▸ Activity: Up to and including the line with "Target: duck swimming", restate the records below word for word, beginning with their first line.

(Provided data Opens)

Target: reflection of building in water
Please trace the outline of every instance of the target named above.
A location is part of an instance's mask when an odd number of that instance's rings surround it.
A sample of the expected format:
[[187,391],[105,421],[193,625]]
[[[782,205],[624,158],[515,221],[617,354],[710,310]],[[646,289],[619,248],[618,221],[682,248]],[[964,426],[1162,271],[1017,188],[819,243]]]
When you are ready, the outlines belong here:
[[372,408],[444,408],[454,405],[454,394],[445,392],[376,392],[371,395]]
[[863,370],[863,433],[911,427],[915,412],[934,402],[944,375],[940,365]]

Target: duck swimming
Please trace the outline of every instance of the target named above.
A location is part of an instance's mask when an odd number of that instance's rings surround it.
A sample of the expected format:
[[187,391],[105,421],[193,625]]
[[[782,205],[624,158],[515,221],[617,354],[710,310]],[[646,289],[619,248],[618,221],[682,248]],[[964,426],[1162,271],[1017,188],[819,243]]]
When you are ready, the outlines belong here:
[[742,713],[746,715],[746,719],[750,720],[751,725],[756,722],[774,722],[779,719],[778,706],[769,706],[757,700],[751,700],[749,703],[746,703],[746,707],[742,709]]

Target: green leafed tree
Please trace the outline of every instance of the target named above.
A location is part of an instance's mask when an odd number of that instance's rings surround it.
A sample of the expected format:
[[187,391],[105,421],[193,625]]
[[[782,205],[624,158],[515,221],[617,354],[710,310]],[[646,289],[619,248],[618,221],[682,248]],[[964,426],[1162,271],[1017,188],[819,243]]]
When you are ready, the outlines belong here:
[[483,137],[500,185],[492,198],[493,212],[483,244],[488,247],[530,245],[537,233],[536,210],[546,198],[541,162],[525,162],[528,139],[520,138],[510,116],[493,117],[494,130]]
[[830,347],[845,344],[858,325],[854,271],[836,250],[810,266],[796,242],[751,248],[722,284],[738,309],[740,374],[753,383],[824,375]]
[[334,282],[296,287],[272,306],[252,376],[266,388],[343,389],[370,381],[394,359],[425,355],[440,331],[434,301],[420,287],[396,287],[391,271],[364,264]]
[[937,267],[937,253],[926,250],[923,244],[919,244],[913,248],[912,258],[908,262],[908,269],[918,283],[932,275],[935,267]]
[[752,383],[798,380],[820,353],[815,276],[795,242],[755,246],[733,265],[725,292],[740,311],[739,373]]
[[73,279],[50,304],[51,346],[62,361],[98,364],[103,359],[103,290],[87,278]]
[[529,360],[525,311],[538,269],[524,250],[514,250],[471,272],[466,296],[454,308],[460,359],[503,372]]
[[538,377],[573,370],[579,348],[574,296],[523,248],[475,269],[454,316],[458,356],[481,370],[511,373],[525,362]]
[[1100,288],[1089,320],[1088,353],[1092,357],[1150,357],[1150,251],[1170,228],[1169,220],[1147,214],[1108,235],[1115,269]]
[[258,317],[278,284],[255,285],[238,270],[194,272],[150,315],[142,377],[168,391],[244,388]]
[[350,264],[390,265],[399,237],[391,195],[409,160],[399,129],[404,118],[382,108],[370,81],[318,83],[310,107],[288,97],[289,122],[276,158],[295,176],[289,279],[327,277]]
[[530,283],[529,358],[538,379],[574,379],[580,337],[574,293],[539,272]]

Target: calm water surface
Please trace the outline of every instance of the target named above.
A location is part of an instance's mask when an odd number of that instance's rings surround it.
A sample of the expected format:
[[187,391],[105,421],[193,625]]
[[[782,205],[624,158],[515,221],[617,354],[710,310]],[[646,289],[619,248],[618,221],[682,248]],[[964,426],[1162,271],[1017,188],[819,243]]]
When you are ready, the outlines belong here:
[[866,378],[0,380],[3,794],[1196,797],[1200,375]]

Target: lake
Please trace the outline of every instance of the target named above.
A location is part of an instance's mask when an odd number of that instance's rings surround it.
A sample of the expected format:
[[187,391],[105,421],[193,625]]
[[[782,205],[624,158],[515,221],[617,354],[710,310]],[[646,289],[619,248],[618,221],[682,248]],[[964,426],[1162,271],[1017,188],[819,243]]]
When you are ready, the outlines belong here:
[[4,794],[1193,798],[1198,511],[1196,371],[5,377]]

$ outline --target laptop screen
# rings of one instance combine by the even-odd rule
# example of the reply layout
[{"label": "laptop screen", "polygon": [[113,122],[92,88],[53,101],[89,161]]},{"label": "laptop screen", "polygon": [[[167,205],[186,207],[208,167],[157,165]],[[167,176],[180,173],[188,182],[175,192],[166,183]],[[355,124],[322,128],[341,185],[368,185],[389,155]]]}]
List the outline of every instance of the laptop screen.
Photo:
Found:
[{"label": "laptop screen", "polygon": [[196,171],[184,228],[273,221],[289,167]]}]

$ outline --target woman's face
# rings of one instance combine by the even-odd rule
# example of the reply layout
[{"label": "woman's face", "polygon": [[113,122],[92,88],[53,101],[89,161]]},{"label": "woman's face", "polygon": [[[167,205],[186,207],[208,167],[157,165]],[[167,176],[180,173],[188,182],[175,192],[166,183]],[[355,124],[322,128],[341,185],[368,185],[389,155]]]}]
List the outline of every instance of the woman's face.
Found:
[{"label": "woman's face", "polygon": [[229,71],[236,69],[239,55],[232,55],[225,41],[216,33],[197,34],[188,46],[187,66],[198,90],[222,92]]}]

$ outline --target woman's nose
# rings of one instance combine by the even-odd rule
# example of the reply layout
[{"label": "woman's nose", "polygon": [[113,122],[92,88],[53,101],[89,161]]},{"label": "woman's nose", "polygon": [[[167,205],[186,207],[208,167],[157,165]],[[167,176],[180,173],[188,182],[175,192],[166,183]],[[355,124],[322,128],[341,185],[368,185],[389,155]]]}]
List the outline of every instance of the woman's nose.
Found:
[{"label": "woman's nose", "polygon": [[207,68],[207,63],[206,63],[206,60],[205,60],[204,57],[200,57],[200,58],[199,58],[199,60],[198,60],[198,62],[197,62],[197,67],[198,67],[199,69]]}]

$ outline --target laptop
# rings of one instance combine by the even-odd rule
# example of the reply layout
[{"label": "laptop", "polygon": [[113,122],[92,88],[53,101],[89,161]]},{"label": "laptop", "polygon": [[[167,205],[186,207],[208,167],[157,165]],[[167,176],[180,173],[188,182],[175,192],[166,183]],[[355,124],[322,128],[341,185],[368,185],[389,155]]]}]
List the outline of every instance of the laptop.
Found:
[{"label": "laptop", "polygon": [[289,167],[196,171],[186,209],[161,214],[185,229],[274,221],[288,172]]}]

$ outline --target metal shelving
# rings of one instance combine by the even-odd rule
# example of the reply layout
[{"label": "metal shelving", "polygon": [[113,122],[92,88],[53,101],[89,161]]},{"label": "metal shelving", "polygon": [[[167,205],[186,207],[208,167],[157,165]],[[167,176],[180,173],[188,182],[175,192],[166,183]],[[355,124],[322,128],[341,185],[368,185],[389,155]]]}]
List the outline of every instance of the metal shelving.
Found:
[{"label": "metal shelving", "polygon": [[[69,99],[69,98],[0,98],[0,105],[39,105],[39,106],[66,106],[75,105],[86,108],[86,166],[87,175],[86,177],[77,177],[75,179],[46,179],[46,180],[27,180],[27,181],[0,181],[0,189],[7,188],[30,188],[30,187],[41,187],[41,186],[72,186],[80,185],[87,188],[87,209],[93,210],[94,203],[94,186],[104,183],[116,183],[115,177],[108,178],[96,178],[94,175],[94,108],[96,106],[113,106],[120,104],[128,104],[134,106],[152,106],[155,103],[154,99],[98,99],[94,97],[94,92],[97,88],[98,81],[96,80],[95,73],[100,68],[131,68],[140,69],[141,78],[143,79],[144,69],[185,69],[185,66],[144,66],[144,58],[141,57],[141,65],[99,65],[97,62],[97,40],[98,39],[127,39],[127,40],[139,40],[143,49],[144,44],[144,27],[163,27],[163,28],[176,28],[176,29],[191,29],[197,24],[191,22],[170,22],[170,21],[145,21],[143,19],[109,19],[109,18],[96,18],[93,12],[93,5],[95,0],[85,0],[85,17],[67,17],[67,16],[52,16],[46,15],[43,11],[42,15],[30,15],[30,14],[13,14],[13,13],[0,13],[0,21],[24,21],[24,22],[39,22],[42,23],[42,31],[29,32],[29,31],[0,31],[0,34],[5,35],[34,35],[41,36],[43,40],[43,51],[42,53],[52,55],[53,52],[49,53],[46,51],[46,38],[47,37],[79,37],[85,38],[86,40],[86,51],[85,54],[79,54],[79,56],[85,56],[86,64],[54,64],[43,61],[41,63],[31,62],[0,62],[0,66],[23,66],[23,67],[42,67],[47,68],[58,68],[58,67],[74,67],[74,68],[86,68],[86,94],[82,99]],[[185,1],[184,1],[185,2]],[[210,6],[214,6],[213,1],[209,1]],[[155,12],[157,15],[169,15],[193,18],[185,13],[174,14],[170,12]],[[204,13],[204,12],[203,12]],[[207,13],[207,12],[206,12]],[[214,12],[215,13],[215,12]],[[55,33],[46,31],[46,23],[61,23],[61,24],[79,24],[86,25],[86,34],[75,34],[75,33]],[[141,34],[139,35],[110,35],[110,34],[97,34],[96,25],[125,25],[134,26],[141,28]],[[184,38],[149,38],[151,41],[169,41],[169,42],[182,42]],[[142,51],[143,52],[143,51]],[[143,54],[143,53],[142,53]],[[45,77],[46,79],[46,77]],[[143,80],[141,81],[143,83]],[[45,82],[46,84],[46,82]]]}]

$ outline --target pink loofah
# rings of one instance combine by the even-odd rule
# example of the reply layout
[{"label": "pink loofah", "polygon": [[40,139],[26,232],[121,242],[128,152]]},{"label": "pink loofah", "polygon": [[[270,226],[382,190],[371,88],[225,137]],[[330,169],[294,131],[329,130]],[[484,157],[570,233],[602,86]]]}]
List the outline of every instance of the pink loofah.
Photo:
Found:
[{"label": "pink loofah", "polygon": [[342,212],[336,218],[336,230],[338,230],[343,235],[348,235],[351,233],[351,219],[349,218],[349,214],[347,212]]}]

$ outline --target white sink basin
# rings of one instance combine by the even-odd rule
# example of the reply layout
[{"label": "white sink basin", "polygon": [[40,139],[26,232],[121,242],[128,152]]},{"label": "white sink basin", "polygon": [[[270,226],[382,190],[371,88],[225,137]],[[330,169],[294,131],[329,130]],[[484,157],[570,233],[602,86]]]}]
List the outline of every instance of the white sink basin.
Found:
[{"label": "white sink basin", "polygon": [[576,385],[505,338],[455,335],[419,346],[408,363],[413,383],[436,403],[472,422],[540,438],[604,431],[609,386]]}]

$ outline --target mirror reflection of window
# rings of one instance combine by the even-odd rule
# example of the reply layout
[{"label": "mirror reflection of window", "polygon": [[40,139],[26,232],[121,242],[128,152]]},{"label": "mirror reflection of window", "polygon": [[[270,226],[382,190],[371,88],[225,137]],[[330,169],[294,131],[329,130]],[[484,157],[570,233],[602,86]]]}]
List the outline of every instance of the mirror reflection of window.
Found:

(Provided data Closes)

▸ Response area:
Target: reflection of building in water
Please trace the outline of every instance of the target named above.
A location is part of an instance's mask when an odd number of that instance's rings surround it.
A sample of the expected format:
[[187,391],[105,421],[193,625]]
[[[782,205],[624,158],[515,221],[617,354],[710,310]],[[646,289],[619,248],[618,221],[682,248]],[[964,426],[1162,271],[1017,188],[819,243]]]
When you are ready, the outlines belong here:
[[372,408],[444,408],[454,405],[454,394],[445,392],[376,392],[371,395]]
[[863,370],[863,433],[911,427],[915,412],[934,402],[944,375],[940,365]]

Target: duck swimming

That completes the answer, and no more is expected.